---- WORKING DATA
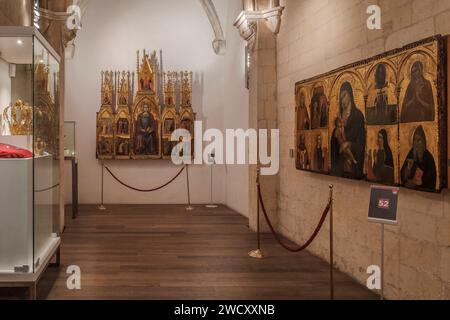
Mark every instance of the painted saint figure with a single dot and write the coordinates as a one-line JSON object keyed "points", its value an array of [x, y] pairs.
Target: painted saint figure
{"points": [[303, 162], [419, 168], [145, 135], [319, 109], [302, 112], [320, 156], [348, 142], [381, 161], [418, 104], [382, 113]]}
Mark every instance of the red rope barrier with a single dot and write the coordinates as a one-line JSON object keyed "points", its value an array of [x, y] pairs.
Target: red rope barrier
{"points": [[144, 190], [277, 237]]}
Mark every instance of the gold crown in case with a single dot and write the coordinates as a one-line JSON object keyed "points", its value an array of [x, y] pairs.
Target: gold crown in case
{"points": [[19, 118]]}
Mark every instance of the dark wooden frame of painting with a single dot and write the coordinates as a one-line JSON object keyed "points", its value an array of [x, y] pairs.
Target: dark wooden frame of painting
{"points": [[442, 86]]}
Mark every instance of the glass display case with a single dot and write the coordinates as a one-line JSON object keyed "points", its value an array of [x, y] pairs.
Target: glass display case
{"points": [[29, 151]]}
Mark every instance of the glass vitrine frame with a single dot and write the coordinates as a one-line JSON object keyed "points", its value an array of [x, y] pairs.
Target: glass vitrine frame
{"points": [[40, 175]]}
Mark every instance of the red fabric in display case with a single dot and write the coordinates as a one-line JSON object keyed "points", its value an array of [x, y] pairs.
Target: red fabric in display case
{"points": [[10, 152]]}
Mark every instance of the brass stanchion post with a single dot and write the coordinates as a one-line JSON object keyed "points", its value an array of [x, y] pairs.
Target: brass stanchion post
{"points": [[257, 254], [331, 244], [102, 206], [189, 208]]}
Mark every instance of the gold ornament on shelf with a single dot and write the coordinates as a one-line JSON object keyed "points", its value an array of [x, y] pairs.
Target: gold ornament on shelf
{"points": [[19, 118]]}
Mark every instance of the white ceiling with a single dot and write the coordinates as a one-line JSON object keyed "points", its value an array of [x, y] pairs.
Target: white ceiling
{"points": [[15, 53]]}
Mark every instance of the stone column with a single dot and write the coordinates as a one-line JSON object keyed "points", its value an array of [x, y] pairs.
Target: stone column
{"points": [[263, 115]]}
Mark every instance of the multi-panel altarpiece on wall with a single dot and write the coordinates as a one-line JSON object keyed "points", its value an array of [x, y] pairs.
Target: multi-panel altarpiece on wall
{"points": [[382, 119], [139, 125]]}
--------
EXERCISE OBJECTIVE — Every line above should be repeated exactly; pictures stay out of the copy.

ANSWER TO THE PROBLEM —
Mark every instance of the painted saint figure with a single dot and write the coordinates as a one-line JSON object keyed "points", its value an array of [x, y] pairs.
Target: painted saint figure
{"points": [[303, 162], [419, 168], [145, 135], [319, 109], [302, 112], [320, 156], [348, 142], [381, 161], [418, 104], [382, 113]]}
Mark every instance of the red rope barrier with a single dot and write the coordinates as a one-line JSON object keyed "points", its value an array of [x, y] pairs.
Target: red rope barrier
{"points": [[144, 190], [277, 237]]}
Mark every instance of the gold crown in case with a single dot and write the coordinates as a one-line JSON object keyed "points", its value an array of [x, y] pairs.
Target: gold crown in case
{"points": [[19, 118]]}
Mark every instance of the dark wooden frame of painting with a single dot and write the coordinates as a one-line JSON object keyed "points", its value an array of [x, y] pairs.
Target: dark wooden frame of painting
{"points": [[442, 86]]}
Mark every instance of the glass display case with a single dot and write the coordinates as a one-line JSON object keyed "points", its value an array of [x, y] pairs.
Target: glass display case
{"points": [[29, 151]]}
Mark every instance of the glass vitrine frame with a single dot and write the coordinates as a one-line JSON object keyed "points", its value an array of [x, y] pairs.
Target: glass vitrine frame
{"points": [[40, 175]]}
Mark every instance of the red fabric in display case with a single dot and write the coordinates as a one-line JSON object keyed "points", its value an array of [x, y] pairs.
Target: red fabric in display case
{"points": [[10, 152]]}
Mark every instance of the brass stanchion post with a single dot and write the coordinates as a one-line JSON object keyed "points", its value an array of [x, y] pairs.
Target: brass stanchion post
{"points": [[257, 254], [331, 244], [102, 206], [189, 208]]}
Mark every instance of the gold ornament on shelf with a single dot and write the coordinates as a one-line JSON object keyed "points", its value an array of [x, y] pairs.
Target: gold ornament on shelf
{"points": [[19, 118]]}
Mark every instance of the white ceiling with a single dot and write the coordinates as a one-line JSON object keyed "points", its value an array of [x, y] pairs.
Target: white ceiling
{"points": [[15, 53]]}
Mark every instance of the stone column with a single dot and write the coordinates as a one-line JSON object keyed "points", its value an array of [x, y] pairs.
Target: stone column
{"points": [[263, 115]]}
Mark every instance of the multi-panel altarpiece on wall with a single dot and write the coordinates as a one-line JSON object keyed "points", its value an array of [x, y] pairs.
Target: multi-panel altarpiece on wall
{"points": [[382, 119], [139, 125]]}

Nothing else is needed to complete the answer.